---- Quoted passage

Broken Links
What is Broken Link Validation?​
A broken link is a hyperlink or image URL that returns:
- 4xx (Client errors like 404, 403)
- 5xx (Server errors)
Selenium alone cannot validate HTTP status codes — it is used only to collect URLs. Validation is done using HTTP calls.
High-Level Flow​
- Open page using Selenium
- Collect all links and images
- Filter invalid URLs
- Send HTTP request (HEAD / GET)
- Validate response code
Extract Links Using Selenium​
List<WebElement> links = driver.findElements(By.tagName("a"));
Extract Images​
List<WebElement> images = driver.findElements(By.tagName("img"));
Broken Link Validation Code (Java)​
import java.net.HttpURLConnection;
import java.net.URL;
import java.util.List;
import org.openqa.selenium.*;
public class BrokenLinks {
public static void checkBrokenLinks(WebDriver driver) {
List<WebElement> links = driver.findElements(By.tagName("a"));
for (WebElement link : links) {
String url = link.getAttribute("href");
if (url == null || url.isEmpty()) continue;
if (url.startsWith("javascript")

--------
---- Extracted material

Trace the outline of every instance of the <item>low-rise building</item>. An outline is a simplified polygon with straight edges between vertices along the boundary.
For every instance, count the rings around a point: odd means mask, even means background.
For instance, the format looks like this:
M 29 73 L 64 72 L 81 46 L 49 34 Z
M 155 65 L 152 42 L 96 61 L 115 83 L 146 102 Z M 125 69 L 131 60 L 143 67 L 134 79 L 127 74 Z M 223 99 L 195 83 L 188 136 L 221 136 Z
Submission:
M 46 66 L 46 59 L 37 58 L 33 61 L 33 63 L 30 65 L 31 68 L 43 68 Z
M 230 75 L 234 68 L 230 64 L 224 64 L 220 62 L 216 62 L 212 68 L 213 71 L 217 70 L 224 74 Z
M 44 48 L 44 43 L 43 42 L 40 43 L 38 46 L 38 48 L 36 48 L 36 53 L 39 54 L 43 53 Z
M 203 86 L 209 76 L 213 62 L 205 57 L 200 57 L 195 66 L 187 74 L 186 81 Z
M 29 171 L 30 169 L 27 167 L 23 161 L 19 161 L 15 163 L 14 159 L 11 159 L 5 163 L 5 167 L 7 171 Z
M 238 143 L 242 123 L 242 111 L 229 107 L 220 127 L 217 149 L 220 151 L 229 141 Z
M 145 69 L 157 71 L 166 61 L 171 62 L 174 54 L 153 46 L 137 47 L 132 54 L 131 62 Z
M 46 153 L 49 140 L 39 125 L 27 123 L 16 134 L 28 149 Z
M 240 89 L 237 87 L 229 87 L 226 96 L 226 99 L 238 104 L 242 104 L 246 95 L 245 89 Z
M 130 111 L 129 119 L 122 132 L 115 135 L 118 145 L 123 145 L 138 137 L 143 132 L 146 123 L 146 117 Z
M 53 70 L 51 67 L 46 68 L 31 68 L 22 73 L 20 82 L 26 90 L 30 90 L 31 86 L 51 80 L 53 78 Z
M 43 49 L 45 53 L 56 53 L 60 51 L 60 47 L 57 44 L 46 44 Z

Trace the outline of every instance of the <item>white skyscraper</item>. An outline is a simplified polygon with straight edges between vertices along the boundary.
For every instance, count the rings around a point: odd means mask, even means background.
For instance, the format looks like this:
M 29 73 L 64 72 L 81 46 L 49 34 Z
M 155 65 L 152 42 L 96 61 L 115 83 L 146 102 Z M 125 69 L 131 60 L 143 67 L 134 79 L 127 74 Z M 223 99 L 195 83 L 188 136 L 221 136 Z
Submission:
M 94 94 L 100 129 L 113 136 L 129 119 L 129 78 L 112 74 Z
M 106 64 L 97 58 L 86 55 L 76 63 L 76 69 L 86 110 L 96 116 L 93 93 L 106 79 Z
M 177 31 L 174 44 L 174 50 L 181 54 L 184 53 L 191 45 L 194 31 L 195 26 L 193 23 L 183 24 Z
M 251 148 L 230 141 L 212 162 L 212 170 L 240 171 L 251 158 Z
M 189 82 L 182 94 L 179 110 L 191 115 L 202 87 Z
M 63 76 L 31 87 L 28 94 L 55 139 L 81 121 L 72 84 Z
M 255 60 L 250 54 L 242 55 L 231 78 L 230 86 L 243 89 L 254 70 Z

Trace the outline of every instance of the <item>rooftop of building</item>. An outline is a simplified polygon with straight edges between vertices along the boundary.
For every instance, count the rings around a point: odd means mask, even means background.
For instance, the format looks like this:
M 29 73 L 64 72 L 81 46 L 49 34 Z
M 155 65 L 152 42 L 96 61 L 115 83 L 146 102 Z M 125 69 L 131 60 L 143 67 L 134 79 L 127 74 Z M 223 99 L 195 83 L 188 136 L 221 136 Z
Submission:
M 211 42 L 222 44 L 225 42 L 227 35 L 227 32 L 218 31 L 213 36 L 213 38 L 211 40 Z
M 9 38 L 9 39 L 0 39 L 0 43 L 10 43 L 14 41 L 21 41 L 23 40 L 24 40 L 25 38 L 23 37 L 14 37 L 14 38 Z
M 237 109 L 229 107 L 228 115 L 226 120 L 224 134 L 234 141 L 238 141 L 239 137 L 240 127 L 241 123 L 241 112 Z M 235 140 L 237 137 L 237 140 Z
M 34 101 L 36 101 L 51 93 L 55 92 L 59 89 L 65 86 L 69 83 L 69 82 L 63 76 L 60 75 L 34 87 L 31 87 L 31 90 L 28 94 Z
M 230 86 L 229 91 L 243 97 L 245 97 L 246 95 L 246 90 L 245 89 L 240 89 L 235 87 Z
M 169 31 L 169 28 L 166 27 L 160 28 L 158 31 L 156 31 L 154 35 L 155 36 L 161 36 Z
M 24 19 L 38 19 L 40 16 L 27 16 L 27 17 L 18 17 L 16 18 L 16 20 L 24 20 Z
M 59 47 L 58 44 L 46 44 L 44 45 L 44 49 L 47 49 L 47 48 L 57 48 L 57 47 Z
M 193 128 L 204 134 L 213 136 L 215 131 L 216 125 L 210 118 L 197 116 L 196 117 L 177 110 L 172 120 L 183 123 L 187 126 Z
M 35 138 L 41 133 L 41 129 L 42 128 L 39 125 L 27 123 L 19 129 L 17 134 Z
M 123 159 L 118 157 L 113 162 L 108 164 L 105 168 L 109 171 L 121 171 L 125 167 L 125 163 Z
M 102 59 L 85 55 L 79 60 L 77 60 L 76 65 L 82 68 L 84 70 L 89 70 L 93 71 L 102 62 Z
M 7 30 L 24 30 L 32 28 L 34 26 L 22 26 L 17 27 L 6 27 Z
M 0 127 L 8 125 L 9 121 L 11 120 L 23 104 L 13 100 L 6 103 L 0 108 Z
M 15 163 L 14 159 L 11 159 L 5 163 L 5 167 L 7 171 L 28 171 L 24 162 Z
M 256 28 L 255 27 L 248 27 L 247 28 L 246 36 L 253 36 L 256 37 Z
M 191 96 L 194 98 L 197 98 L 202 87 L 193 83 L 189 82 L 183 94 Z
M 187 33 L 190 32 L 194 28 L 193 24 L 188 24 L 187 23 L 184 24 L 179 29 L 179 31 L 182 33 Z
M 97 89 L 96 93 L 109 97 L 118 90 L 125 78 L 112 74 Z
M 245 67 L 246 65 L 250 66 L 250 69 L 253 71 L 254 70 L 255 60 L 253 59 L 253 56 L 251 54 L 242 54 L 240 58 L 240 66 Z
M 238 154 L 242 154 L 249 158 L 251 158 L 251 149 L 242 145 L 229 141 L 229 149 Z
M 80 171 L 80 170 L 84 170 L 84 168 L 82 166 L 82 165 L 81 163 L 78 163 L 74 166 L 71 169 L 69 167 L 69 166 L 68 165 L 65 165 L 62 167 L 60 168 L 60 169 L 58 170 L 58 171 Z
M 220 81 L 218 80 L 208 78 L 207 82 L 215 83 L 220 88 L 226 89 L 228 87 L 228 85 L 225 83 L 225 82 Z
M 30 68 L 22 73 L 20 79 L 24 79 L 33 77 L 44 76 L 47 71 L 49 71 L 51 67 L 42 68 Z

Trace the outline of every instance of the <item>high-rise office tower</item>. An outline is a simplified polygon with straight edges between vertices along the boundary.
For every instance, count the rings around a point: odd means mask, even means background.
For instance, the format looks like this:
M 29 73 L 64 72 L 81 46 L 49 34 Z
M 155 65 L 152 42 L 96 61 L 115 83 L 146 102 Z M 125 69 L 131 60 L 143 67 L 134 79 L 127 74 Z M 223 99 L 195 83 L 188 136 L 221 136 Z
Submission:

--------

- [Instructions for the task] Extract the part of the broken-link text that begins at the words "Broken Links" and ends after the words "using HTTP calls.". The material has nothing to do with the text on broken links.

- [The response]
Broken Links
What is Broken Link Validation?​
A broken link is a hyperlink or image URL that returns:
- 4xx (Client errors like 404, 403)
- 5xx (Server errors)
Selenium alone cannot validate HTTP status codes — it is used only to collect URLs. Validation is done using HTTP calls.